▶ _Task instructions_:
List each line in the items below that contains the word "sign", copying every such line in full.

▶ _Items_:
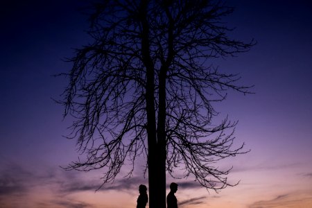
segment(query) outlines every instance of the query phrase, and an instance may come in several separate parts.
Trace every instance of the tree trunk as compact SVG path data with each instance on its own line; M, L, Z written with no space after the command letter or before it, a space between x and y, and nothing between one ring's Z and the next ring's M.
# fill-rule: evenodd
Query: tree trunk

---

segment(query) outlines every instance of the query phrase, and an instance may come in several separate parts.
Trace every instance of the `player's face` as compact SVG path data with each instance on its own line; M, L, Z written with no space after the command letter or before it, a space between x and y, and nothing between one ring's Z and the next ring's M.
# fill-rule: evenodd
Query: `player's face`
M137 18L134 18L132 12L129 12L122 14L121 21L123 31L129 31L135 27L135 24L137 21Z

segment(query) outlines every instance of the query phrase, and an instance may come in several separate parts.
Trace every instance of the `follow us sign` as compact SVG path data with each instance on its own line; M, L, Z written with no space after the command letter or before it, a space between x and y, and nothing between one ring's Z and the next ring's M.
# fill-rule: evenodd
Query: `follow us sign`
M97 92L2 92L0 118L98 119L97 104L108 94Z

▶ _Answer for this exercise_:
Trace every instance of the `follow us sign` as compact SVG path data with each instance on its own line; M, L, Z written with no space after the command letter or before it, a space between x and y, and nothing between one ring's Z and the next ring's M.
Query: `follow us sign`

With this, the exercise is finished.